**Activity**
Whatever the records below say, write them all out exactly.

(Saved data entries)

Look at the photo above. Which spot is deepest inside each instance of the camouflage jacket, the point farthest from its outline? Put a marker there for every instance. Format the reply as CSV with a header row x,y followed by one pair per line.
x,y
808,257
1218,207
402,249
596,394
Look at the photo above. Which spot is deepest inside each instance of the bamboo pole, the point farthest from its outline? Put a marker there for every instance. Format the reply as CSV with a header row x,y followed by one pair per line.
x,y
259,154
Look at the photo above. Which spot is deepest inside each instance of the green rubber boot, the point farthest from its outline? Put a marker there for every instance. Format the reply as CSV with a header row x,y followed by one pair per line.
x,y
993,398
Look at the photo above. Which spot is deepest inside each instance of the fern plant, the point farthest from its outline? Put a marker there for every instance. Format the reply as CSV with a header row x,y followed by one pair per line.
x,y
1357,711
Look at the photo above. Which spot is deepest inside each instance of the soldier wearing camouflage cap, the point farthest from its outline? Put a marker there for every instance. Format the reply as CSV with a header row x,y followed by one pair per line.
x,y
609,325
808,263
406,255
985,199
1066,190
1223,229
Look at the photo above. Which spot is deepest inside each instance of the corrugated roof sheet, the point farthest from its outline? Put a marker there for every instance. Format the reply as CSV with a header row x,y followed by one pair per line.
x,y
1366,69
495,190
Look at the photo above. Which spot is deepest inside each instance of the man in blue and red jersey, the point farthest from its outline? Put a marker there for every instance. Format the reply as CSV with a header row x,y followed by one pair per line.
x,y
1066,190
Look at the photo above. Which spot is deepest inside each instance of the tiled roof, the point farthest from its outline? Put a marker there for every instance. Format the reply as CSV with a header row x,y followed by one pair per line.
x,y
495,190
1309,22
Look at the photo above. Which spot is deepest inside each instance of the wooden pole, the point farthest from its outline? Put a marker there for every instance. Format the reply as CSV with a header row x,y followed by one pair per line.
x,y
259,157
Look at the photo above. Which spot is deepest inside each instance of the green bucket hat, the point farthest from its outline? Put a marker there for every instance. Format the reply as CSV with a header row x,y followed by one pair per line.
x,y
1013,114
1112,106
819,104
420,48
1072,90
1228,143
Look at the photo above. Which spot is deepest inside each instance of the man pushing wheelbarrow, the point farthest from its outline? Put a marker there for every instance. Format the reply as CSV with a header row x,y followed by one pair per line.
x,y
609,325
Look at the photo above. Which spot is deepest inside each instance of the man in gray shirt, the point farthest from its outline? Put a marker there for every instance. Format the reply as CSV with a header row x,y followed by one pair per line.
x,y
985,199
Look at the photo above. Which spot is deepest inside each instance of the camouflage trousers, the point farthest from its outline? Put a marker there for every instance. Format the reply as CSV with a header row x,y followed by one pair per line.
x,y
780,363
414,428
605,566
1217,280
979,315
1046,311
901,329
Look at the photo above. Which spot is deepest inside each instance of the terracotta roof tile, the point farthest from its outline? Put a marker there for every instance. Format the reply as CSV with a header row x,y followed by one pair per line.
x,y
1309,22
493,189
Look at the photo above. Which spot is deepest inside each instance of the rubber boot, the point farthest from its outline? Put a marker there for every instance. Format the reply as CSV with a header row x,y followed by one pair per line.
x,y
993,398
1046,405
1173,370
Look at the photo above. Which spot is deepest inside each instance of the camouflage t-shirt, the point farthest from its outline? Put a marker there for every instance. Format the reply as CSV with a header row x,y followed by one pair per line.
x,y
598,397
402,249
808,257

**Task answer**
Look at the photo above. Which spot is deepest inside each instance of the camouflage jacket, the point farthest from its outline? Put a marker there for every instance. Format the reply as CSV with a header row x,y followed by one pair per line.
x,y
808,257
1218,207
402,249
596,394
Look at the photo above. Which spot is deepest inside each instance of the bamboo pole, the point farthest from its outline? Put a marker there for every instance. Format the reply as CSV with a header row x,y followed by one pair per line.
x,y
259,154
Look at the photo above. Which spot is deepest inside each instance of the green rubber boot, the point farthest from its outline? Put a marker there for every instance. Format the reply as CSV with a header row x,y followed by one pair per line.
x,y
993,398
Look at the photo above. Which spot is deepest inside each instance of the fern plant, the point farthest from its outline? Put a marker there for every instance. Format the reply as CSV with a header row x,y followed by one pair per line.
x,y
1357,711
Look at the photo above. Which spot is deepest inside each instance of the soldier wearing camouflage cap, the point farthest from its outline? Put a marker there for every instance. Format the reply as CSV with a header row x,y followed by one pair per line.
x,y
609,325
808,263
406,255
985,199
1066,190
1223,229
Look at the photo above. Which spot is deepest inside each instance of the corrugated roof sheet, the point farthest from its outline? Put a marker there for every instance. Format the reply as CSV with a header row x,y followed by one pair per line.
x,y
1366,69
495,190
Look at the photo above. Which spot is deepest inside each instance of the man in blue and red jersey, the point farthest from its outline? Put a marker there for every instance. Format the reply as CSV with a header row x,y followed by one pair per line.
x,y
1066,190
Look at the photo above. Which spot is deepest inside each instance of the tiled roof, the point farthest from its outline? Put a marker there for every instance. Format the reply as CSV with a header row x,y followed by one pair per line.
x,y
495,190
1309,22
Look at the photo above. Which spot is deepest inside each instance of the wooden pole, the point farthest from its outline? Put a marker there for every instance. Format the reply as CSV with a header row x,y followed by one pair per line.
x,y
259,157
Look at the photo above. Which spot is deepest inside each instance of the green bucket hat, the point farthest from its outline? Put a marker there for every instance. Format the reply as CSV with a header row x,y followed by one pair per line.
x,y
1013,114
1112,106
819,104
420,48
1072,90
1228,143
Look at the photo above. Which spot is deepest inside each instance of the man pushing wheelbarrow, the point farthest from its outline? Put a marker there for every instance. Format the reply as CSV with a header row x,y followed by one pair per line.
x,y
609,325
Look at the photo above. Which spot is deepest inside each instance of the man in gray shirt, the point farthest from its outline? Put a marker there for every instance. Format the reply as CSV with a header row x,y followed by one pair per line.
x,y
985,199
Look at the photo above. Which spot is deepest inside each instance of the camouflage trousers, the point farthest from its outline? Put a marker there for every instance. Format the reply as CSV with a header row x,y followed by one pair per line.
x,y
780,363
414,428
605,566
1217,280
979,315
1046,311
901,329
Look at the photo above. Which spot is deepest inside each instance of the terracotta roof tile, the point farthest from its outline? Put a marker there for every instance. Format the reply as CSV with a header row x,y followed by one pair per line.
x,y
1309,22
493,189
Look at the photo above. Which spot is deepest inside each instance of the rubber boot, the point farthest from its outline? Put a marker there for every instance. Format the reply as CSV with a header row x,y followed by one pair per line.
x,y
993,398
1046,405
1173,370
Look at the photo above. Which spot is deepest inside each instance of the camouflage t-shirt, the point farthest from its outline? Put a marker there for every instance. Format the reply as CSV with a header row x,y followed by one pair per line.
x,y
598,397
402,249
808,257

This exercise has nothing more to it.